• **Study text**
Segment Open

A Medical Device Daily

Whenever someone suffers from benign paroxysmal positional vertigo (BBPV), they might suffer from a nauseous, dizzy-like feeling. In some cases it can even feel like the entire room is spinning in circles.

Vesticon (Portland, Oregon) has reported the widespread availability of a software-guided patient positioning system designed to help physicians and other care providers accurately diagnose and effectively treat vestibular disorders including the most common type BPPV.

The software was invented by Dr. John Epley, who also developed the Epley Manuever, a technique that involves sequential movement of the head into four positions, staying in each position for roughly 30 seconds.

All too often, if the Epley Maneuver doesn't solve the problem, patients are told there is nothing that can be done and they need to learn to live with it.

The Epley Omniax System derives its name from the 360-degree, multi-axial positioning it provides. The software-driven patient positioning system uses infrared goggles to assist caregivers in analyzing abnormal eye movement patterns that are associated with the shifting of loose particles in the inner-ear canals which cause BPPV.

The company said that Omniax System is unique in that it gives physicians and therapists the ability to rotate patients to virtually any position, including a 360-degree flip. The science behind the Omniax System is derived from Dr. Epley's paradigm-shifting work in the vestibular field.

The Omniax System is the first device to offer precise nystagmus-based evaluation.

It provides caregivers an ability to detect, differentiate, treat and manage balance and dizziness disorders. Until now, BPPV diagnosis and treatment has involved a significant amount of educated guesswork and, if it is BPPV, manual maneuvers which tend to be both difficult to accomplish and imprecise.

Epley explains that balance disorders often involve loose particles in more than one inner ear canal, or particles in a canal other than the posterior canal. Occasionally the problem is caused by some other issue, such damage to the brain or a problem elsewhere in the ear.

With the Omniax System, a physician can now rule in or rule out various causes of vestibular vertigo and if it is determined that the cause is particles in the ear canal, the Omniax System provides a means to more easily and more effectively treat it.

Segment Closed

• **Instructions**
1 > In the Omniax article, what does the system use to help caregivers analyze abnormal eye movement patterns?
2 > Please repeat everything in the Omniax article from "Whenever someone suffers" down to "live with it.".
3 > Carry on the Omniax article from the point where its final sentence ends.

• **Data extracts**
Segment Open

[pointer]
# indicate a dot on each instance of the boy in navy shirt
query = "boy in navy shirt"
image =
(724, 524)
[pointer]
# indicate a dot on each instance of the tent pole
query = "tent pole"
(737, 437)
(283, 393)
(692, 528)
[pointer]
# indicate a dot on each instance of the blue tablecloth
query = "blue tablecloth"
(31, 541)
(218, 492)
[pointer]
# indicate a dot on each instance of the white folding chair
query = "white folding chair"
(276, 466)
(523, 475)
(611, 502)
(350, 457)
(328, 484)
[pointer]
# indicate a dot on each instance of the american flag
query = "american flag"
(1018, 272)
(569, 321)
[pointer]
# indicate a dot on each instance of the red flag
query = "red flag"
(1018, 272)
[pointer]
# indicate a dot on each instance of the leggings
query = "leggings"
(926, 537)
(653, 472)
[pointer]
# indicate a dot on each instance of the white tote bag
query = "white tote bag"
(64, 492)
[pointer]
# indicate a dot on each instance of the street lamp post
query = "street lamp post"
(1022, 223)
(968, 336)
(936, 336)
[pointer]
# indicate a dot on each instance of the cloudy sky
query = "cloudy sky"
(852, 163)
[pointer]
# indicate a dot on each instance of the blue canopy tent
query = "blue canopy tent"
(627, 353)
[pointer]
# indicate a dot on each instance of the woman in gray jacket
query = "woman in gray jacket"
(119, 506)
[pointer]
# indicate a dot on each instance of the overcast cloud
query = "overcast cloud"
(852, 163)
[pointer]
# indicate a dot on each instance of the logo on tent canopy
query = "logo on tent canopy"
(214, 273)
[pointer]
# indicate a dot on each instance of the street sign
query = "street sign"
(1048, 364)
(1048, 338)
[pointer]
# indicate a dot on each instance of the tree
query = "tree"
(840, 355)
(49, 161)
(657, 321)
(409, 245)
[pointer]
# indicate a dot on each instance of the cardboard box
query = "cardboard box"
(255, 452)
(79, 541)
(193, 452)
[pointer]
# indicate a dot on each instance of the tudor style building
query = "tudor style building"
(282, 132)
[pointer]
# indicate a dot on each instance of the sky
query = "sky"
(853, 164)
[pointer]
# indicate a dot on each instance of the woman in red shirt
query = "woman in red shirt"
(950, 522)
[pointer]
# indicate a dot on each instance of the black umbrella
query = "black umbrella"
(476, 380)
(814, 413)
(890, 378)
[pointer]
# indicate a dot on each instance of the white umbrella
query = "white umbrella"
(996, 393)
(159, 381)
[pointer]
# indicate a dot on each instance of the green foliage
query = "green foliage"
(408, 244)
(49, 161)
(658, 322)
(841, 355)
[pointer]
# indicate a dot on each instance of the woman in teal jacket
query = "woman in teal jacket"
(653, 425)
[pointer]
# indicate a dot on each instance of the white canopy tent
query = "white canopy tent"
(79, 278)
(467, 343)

Segment Closed
Segment Open

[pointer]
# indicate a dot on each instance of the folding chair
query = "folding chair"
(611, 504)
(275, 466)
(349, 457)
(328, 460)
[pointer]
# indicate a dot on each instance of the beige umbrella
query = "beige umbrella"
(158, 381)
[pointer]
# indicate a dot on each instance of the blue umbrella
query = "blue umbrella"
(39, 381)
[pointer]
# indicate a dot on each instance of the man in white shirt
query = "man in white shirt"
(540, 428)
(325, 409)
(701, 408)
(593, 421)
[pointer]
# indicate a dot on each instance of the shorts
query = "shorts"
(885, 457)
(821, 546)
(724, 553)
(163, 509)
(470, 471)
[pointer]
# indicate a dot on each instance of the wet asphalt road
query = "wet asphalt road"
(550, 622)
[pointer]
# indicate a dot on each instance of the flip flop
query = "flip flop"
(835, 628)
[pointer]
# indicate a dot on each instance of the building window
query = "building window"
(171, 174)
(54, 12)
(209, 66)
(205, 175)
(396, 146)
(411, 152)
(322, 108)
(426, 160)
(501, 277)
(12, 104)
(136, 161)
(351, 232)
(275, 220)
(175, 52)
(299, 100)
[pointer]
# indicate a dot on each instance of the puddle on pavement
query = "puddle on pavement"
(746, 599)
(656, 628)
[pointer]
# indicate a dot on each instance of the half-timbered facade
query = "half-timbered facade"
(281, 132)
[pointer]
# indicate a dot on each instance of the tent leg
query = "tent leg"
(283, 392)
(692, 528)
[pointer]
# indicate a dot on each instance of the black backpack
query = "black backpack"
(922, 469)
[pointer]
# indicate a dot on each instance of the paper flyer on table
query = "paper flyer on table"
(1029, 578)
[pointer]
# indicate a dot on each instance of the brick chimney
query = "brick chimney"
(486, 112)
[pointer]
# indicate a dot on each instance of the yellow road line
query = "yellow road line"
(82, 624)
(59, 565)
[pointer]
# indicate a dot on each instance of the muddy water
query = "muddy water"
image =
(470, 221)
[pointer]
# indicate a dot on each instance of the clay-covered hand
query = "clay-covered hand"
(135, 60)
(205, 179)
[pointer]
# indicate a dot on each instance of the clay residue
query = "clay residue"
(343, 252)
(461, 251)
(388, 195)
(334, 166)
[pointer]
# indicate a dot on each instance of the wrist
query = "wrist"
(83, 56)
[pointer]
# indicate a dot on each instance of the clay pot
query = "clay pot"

Segment Closed
Segment Open

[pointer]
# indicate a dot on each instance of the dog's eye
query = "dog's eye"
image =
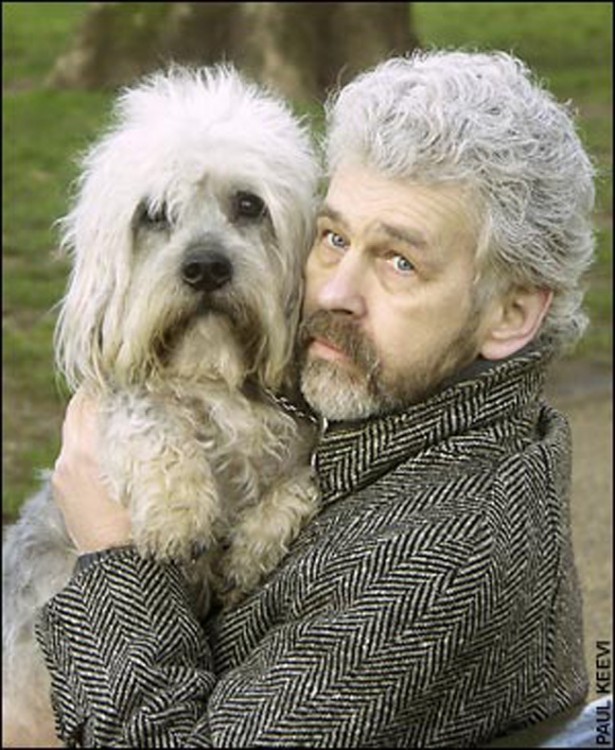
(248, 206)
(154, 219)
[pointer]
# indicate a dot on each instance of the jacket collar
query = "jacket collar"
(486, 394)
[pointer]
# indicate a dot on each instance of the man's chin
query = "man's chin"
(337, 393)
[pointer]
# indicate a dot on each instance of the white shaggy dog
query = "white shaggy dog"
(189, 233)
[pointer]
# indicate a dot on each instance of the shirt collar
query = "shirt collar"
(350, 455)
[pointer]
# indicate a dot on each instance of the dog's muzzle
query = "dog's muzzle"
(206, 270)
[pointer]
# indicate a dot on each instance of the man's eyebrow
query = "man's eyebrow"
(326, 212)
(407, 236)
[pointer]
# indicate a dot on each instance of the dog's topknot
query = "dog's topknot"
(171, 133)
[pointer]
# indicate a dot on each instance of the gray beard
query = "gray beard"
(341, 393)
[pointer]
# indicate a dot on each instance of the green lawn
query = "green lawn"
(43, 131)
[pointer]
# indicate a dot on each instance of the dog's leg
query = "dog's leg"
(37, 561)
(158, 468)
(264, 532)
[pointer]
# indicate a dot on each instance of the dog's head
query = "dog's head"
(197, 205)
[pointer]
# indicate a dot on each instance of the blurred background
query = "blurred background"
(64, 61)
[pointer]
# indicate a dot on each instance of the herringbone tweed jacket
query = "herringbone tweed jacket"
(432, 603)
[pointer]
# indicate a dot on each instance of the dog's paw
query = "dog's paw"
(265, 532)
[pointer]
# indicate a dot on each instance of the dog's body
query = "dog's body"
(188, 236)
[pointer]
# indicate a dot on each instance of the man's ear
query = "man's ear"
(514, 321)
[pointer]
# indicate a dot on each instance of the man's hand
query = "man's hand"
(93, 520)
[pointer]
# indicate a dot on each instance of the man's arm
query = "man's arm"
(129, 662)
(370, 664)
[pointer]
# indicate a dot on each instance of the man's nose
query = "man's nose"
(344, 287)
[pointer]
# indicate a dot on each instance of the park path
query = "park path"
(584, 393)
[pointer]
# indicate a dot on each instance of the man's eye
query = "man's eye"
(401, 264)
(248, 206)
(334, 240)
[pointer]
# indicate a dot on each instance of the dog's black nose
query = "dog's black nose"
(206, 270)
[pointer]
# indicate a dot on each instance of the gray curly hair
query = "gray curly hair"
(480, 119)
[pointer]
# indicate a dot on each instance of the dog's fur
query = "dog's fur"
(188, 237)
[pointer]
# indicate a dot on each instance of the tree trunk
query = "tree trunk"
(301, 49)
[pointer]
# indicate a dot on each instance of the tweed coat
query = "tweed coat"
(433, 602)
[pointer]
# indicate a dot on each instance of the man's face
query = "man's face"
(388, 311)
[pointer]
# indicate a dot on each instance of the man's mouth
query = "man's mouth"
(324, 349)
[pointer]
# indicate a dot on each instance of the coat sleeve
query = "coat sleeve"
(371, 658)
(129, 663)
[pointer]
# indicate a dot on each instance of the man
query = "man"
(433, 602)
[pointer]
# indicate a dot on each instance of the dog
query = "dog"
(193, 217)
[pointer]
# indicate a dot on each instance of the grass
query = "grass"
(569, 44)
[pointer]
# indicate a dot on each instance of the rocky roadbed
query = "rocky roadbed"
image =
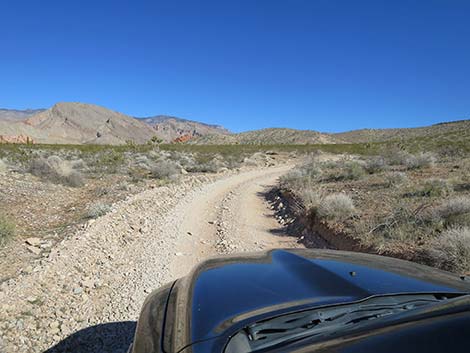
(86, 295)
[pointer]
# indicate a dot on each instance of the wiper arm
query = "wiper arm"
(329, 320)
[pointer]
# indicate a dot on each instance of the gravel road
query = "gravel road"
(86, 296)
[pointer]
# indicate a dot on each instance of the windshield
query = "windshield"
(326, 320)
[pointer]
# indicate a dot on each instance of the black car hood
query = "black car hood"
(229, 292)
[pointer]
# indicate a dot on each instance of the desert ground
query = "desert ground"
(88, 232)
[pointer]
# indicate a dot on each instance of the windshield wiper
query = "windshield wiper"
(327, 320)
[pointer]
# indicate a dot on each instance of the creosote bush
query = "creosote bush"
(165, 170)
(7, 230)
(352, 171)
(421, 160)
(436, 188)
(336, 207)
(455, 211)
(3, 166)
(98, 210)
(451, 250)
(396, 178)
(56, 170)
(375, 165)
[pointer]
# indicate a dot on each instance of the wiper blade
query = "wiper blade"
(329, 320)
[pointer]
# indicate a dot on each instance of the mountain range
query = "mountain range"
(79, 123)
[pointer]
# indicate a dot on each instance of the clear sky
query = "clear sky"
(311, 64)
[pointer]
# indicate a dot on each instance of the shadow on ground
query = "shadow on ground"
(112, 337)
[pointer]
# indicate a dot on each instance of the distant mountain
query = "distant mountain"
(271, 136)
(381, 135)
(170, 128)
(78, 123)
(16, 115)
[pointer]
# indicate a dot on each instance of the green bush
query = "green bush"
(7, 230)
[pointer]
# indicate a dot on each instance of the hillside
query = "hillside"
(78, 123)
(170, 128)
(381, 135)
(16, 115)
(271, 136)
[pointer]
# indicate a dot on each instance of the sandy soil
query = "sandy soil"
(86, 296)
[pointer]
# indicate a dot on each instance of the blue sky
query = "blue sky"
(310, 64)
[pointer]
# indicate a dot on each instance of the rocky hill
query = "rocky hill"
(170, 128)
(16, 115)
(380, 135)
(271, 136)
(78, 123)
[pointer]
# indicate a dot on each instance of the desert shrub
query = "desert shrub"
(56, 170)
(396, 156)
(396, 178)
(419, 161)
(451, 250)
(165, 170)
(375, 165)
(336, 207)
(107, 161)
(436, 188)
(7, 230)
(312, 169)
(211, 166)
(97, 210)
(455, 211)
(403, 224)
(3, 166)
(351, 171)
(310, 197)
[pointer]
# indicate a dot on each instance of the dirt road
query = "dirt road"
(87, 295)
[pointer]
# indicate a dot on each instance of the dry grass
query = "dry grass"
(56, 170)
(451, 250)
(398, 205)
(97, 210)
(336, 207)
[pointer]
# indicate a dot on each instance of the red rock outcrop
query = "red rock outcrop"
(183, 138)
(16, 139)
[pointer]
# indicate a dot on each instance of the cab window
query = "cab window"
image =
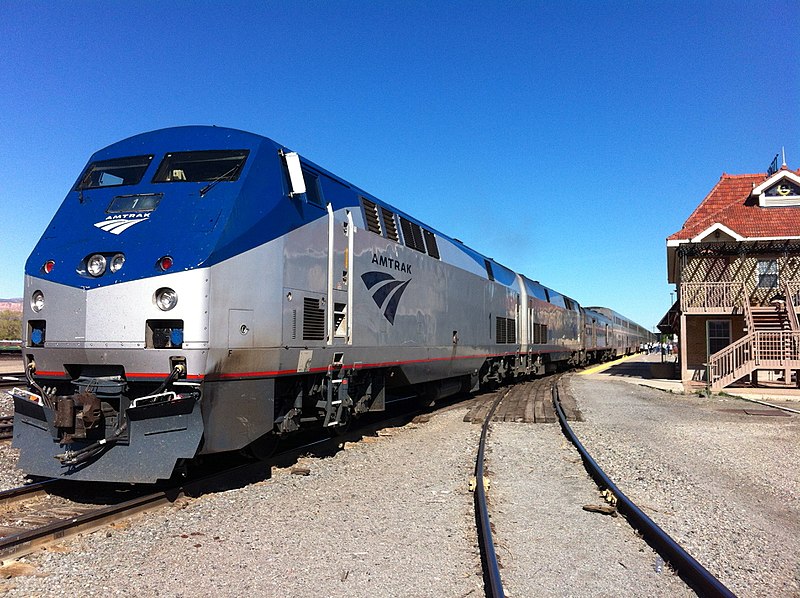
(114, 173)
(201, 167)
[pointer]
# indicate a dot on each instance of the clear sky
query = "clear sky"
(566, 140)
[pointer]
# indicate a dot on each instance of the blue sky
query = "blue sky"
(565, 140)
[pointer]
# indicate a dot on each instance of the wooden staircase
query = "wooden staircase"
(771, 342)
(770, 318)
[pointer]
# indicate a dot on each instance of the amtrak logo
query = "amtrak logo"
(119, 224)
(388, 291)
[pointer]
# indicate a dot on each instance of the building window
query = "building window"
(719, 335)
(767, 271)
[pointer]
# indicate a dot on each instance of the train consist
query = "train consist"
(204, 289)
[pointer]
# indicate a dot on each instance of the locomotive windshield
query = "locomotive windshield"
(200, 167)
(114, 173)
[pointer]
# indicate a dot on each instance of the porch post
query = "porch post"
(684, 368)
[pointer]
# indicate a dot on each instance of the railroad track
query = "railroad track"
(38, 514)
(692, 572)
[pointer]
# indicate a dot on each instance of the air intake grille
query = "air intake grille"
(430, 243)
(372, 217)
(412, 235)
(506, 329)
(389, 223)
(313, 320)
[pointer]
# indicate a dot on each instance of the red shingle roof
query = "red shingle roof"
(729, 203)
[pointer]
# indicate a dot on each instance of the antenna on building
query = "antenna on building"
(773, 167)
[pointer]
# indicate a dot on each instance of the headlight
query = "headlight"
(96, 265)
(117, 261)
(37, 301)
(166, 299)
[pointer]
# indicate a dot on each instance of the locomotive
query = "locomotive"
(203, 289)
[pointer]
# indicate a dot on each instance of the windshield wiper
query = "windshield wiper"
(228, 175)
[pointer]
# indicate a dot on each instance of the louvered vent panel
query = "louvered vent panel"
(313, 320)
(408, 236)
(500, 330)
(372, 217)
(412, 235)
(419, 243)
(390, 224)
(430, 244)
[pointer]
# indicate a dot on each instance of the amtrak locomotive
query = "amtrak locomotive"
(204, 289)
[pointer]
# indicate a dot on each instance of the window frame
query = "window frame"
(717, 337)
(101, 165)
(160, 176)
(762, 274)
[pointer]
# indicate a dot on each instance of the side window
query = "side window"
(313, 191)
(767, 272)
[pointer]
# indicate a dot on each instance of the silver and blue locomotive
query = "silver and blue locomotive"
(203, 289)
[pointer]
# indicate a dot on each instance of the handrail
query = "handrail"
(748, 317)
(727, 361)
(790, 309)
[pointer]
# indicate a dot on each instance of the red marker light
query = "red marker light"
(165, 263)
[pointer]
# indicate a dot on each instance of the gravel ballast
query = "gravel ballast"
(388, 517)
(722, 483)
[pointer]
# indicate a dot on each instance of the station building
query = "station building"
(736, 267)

Segment Closed

• **Answers for the exercise**
1 > Infrared goggles.

2 >
Whenever someone suffers from benign paroxysmal positional vertigo (BBPV), they might suffer from a nauseous, dizzy-like feeling. In some cases it can even feel like the entire room is spinning in circles.

Vesticon (Portland, Oregon) has reported the widespread availability of a software-guided patient positioning system designed to help physicians and other care providers accurately diagnose and effectively treat vestibular disorders including the most common type BPPV.

The software was invented by Dr. John Epley, who also developed the Epley Manuever, a technique that involves sequential movement of the head into four positions, staying in each position for roughly 30 seconds.

All too often, if the Epley Maneuver doesn't solve the problem, patients are told there is nothing that can be done and they need to learn to live with it.

3 >
Unlike other devices, such as a rotational chair, the Omniax System provides both diagnostic and treatment capabilities and its multi-axial rotational capability allows for more comprehensive treatment where manual maneuvers are problematic, such as when the patient is frail, obese, or disabled.

The Omniax also allows patients to be suspended in secure positions on a 360-degree axis. This allows ease and safety of movement, as well as more accurate diagnoses than traditional methods.

With its recent market launch, Vesticon has begun working with clinics across the US to install new systems. In addition to the system at Epley's practice, systems exist at the Legacy Holiday Park Clinical Research Technology Center (Portland), the Senta Medical Clinic (San Diego, California), the Florida Ear and Balance Center (Celebration, Florida), the Ear and Balance Institute (Baton Rouge, Lousiana), the Michigan Ear Institute (Farmington Hills), and the Hearing and Balance Unit of the Royal Prince Alfred Hospital (Camperdown, Australia).

The company said that this month, it will be installing new commercial units at the Werner Institute of Balance and Dizziness (Las Vegas) and the Louis Stokes VA Medical Center (Cleveland).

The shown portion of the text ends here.